An unchanged copy of each entry below is needed; keep the pictures out of it.

++++++++

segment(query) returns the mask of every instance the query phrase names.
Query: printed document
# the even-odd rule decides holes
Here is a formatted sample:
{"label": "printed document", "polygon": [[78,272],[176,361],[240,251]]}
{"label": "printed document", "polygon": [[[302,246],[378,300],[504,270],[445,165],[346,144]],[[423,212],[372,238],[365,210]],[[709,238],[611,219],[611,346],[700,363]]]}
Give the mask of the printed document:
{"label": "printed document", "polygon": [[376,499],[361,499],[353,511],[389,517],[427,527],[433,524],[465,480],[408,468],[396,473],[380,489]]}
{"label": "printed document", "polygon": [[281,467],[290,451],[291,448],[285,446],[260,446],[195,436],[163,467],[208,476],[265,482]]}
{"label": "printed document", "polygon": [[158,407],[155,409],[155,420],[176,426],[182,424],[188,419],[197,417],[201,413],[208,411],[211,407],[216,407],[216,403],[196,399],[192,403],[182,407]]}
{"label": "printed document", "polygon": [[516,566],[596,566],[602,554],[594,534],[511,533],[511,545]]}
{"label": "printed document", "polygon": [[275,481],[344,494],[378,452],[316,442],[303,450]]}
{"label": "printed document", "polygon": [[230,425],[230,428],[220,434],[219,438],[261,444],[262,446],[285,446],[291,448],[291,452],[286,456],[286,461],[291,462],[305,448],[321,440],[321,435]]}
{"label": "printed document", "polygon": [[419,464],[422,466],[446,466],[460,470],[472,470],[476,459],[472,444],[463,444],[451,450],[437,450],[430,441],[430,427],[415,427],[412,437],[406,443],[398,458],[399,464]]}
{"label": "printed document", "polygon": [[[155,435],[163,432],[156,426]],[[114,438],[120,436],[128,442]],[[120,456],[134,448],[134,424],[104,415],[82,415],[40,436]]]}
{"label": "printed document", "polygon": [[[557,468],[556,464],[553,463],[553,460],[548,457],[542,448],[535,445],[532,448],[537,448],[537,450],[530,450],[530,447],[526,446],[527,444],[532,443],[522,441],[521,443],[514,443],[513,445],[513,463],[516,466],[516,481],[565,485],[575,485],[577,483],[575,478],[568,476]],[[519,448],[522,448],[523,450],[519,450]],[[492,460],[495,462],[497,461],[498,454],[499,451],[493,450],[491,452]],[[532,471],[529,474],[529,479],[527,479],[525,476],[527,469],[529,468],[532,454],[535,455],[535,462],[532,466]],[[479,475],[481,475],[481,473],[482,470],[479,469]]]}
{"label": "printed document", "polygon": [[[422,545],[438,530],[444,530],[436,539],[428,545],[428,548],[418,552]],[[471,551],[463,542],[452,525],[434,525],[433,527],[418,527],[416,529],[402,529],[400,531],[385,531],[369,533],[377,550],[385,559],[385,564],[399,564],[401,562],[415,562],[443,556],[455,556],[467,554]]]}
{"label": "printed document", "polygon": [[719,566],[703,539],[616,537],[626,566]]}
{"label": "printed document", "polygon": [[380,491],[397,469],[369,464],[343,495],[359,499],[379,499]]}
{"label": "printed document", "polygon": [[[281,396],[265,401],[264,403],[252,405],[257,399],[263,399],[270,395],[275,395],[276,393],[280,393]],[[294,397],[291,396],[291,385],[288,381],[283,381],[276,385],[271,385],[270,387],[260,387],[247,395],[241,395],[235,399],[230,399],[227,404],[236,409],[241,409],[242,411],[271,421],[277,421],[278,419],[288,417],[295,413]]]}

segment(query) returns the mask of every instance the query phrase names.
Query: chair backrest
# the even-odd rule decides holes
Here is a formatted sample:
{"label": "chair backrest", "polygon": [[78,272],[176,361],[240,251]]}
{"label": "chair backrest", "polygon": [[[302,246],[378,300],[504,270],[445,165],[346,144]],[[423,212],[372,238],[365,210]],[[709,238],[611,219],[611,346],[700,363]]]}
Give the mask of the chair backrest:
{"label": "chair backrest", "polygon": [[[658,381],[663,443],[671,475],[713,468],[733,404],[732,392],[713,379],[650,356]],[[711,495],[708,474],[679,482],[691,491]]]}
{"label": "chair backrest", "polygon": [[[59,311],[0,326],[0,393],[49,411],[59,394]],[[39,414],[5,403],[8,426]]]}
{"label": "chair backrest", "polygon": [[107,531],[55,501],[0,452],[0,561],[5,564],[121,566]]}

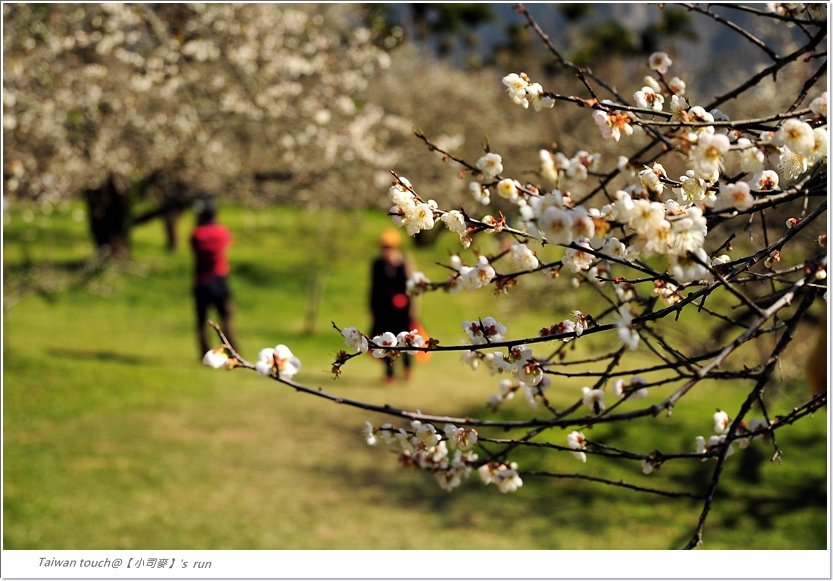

++++++++

→ Your response
segment(query) returns the mask of every instance the query phrase names.
Query: printed document
# the even-odd rule decides holes
Here is a formatted sample:
{"label": "printed document", "polygon": [[78,272],[176,361],[240,251]]}
{"label": "printed document", "polygon": [[[302,246],[378,300],[504,270],[445,165],[346,144]],[[423,212],[372,238],[365,210]],[[709,238],[611,219],[611,346],[700,363]]]}
Give the mask of the printed document:
{"label": "printed document", "polygon": [[376,499],[361,499],[353,511],[389,517],[427,527],[433,524],[465,480],[408,468],[396,473],[380,489]]}
{"label": "printed document", "polygon": [[281,467],[290,451],[291,448],[285,446],[260,446],[195,436],[163,467],[208,476],[265,482]]}
{"label": "printed document", "polygon": [[158,407],[155,409],[155,420],[176,426],[182,424],[188,419],[197,417],[201,413],[208,411],[211,407],[216,407],[216,403],[196,399],[192,403],[182,407]]}
{"label": "printed document", "polygon": [[516,566],[596,566],[602,554],[594,534],[511,533],[511,545]]}
{"label": "printed document", "polygon": [[275,481],[344,494],[378,452],[316,442],[303,450]]}
{"label": "printed document", "polygon": [[230,425],[230,428],[220,434],[219,438],[261,444],[262,446],[285,446],[291,448],[291,452],[286,456],[286,461],[291,462],[305,448],[321,440],[321,435]]}
{"label": "printed document", "polygon": [[419,464],[422,466],[446,466],[460,470],[472,470],[476,459],[472,444],[463,444],[451,450],[437,450],[430,441],[430,427],[415,427],[412,437],[406,443],[398,458],[399,464]]}
{"label": "printed document", "polygon": [[[155,435],[163,432],[156,426]],[[114,438],[120,436],[128,442]],[[120,456],[134,448],[134,424],[104,415],[82,415],[40,436]]]}
{"label": "printed document", "polygon": [[[557,468],[556,464],[553,463],[553,460],[548,457],[542,448],[535,445],[532,448],[537,448],[537,450],[530,450],[530,447],[526,446],[527,444],[532,443],[522,441],[521,443],[514,443],[513,445],[513,463],[516,466],[516,481],[565,485],[575,485],[577,483],[575,478],[568,476]],[[519,448],[522,448],[523,450],[519,450]],[[492,460],[495,462],[497,461],[498,454],[499,451],[493,450],[491,452]],[[532,471],[529,474],[529,479],[527,479],[525,476],[527,469],[529,468],[532,454],[535,455],[535,462],[532,466]],[[479,475],[481,475],[481,473],[482,470],[479,469]]]}
{"label": "printed document", "polygon": [[[422,545],[438,530],[444,530],[436,539],[428,545],[428,548],[418,552]],[[471,551],[463,542],[452,525],[434,525],[433,527],[418,527],[416,529],[402,529],[400,531],[385,531],[369,533],[377,550],[385,559],[385,564],[399,564],[401,562],[415,562],[443,556],[455,556],[467,554]]]}
{"label": "printed document", "polygon": [[719,566],[703,539],[616,537],[626,566]]}
{"label": "printed document", "polygon": [[380,491],[397,469],[369,464],[343,495],[359,499],[379,499]]}
{"label": "printed document", "polygon": [[[281,396],[265,401],[264,403],[252,405],[257,399],[263,399],[270,395],[275,395],[276,393],[280,393]],[[294,397],[291,396],[291,385],[288,381],[283,381],[276,385],[271,385],[270,387],[260,387],[247,395],[241,395],[235,399],[230,399],[227,404],[236,409],[241,409],[242,411],[271,421],[277,421],[278,419],[288,417],[295,413]]]}

segment(query) returns the mask of every instance the query phrase names.
Query: chair backrest
# the even-odd rule decides holes
Here is a formatted sample:
{"label": "chair backrest", "polygon": [[78,272],[176,361],[240,251]]}
{"label": "chair backrest", "polygon": [[[302,246],[378,300],[504,270],[445,165],[346,144]],[[423,212],[372,238],[365,210]],[[709,238],[611,219],[611,346],[700,363]]]}
Give the mask of the chair backrest:
{"label": "chair backrest", "polygon": [[[658,381],[663,443],[671,475],[713,468],[733,404],[732,392],[713,379],[650,356]],[[711,495],[708,474],[679,482],[691,491]]]}
{"label": "chair backrest", "polygon": [[[59,311],[0,326],[0,393],[49,411],[59,394]],[[39,414],[5,403],[8,426]]]}
{"label": "chair backrest", "polygon": [[107,531],[55,501],[0,452],[0,561],[5,564],[121,566]]}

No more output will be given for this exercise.